Ощущение полета – это ощущение счастья
«Летчик – это профессия. Авиация – это болезнь» — так говорит Юрий Андриевский, выпускник 1-го Московского городского аэроклуба ДОСААФ 1960-х годов. И сейчас, в 74 года, Юрий Константинович готов с увлечением рассказывать о своей «болезни».
Жили мы в коммунальной квартире, мать нас двоих воспитывала. Я еще мальчишкой был, когда руководство страны в лице Никиты Сергеевича Хрущева решило, что в воздухе ставку надо делать на ракеты, а не на самолеты. ВВС сокращали, военных летчиков увольняли сотнями. И вот в нашу коммуналку въехал такой пилот, дядя Слава. Когда встречались в коридоре, разговаривали об авиации. А тут Юрий Гагарин в космос полетел, это еще больше подогрело мое желание. И я решил стать летчиком.
Дядя Слава посоветовал идти в гражданскую авиацию. В 1964-м вместе с другом решили подать документы в Сасовское летное училище гражданской авиации. Мы с ним в школе с первого до последнего класса вместе отучились, причем начинали, когда для мальчиков и для девочек еще были отдельные учебные заведения. И вот оба не поступили, а летать-то хотелось! Что делать? И решили пойти в 1-й Московский аэроклуб. Позвонили туда, и нам ответили: мол, на ваше счастье, как раз набирается спецгруппа. И вот так мы попали в мир авиации.
В тот же год я пошел работать слесарем-электромонтажником на механический завод метрополитена, он через забор от дома находился. Отрабатывал смену, а вечером ехал в аэроклуб, благо по прямой ветке – от «Красносельской» до «Университета». Там проходили теорию. Кстати, с нами занималась Светлана Савицкая, в будущем летчик-космонавт СССР и дважды Герой Советского Союза. Думаю, пришла не потому, что ее отец был маршалом авиации, она сама была очень целеустремленной, хотела летать.
Так ведь и мы все хотели! Я прошел медицинское освидетельствование, что по состоянию здоровья к полетам готов. Затем военкомат направил на сборы. Я принес бумагу на завод, мне сохранили средний заработок, а сам получил солдатскую форму и три месяца летал в аэроклубе.
Как мы говорили, «первоначалка» проходила в Марьино по Павелецкой дороге. Аэродром там был грунтовый, но раскатанный под истребители, ну и мы, аэроклубовские, там сбоку ютились. Жили в казарме, в шесть утра был подъем, после завтрака шли на стоянку и готовили самолет. Кто-то садился с инструктором, и начинались полеты.
Я попал к инструктору Евгении Туркиной, она была серебряным призером чемпионата мира по высшему пилотажу. Во время первого полета подняла машину на 1200 метров, нос задрала, а потом как свалила в штопор! Вывела самолет из него и спросила: «Где ты находишься?» А я не мог понять где, хотя чувствовал себя прекрасно. Тогда она показала: «Вот под тобой аэродром». Так Евгения Ивановна начала меня обучать, но через месяц ее отправили на спортивные сборы, и я оказался в другой группе, которую вел Алексей Михайлович Шуленин.

* ПРЕДОСТАВЛЕННЫЕ ЗАПИСИ
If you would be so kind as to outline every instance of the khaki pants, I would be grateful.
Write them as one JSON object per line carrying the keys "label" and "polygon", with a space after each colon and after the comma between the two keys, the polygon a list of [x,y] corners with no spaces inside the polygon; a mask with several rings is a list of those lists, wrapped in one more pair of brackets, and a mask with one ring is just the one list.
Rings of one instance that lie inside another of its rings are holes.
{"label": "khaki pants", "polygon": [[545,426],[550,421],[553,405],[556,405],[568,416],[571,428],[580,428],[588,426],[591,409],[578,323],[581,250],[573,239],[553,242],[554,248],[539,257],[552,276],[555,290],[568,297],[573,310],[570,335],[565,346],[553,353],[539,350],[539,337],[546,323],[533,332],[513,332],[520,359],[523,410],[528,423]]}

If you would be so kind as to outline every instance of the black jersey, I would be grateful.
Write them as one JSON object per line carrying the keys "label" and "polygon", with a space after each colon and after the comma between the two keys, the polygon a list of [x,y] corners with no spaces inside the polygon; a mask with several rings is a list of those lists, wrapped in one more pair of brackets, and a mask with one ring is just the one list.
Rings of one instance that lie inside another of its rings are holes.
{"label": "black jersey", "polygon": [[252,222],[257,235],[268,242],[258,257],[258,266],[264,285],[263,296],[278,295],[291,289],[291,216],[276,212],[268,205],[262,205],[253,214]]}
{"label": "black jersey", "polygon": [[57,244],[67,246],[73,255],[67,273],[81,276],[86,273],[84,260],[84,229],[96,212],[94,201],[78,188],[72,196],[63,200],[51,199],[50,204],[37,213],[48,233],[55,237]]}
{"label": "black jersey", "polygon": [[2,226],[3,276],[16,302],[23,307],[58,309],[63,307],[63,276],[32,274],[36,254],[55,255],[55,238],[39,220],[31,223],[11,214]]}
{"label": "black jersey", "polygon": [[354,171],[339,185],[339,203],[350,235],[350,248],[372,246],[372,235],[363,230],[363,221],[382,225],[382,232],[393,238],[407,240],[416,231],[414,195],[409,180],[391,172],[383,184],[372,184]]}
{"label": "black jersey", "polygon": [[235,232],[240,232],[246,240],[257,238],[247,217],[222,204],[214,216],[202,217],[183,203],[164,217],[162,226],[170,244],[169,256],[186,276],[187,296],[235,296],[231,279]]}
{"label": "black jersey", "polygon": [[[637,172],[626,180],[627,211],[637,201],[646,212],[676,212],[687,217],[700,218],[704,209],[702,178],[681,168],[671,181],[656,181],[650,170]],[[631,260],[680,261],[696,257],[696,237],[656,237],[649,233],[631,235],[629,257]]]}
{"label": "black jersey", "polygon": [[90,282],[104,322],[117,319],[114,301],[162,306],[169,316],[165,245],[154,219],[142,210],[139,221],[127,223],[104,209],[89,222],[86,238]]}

* ЧТО ТРЕБУЕТСЯ
Переведите на английский язык предложение «Дядя Слава посоветовал идти в гражданскую авиацию» из текста о Юрии Андриевском.

* ПОЛЕ ОТВЕТА
Uncle Slava advised going into civil aviation.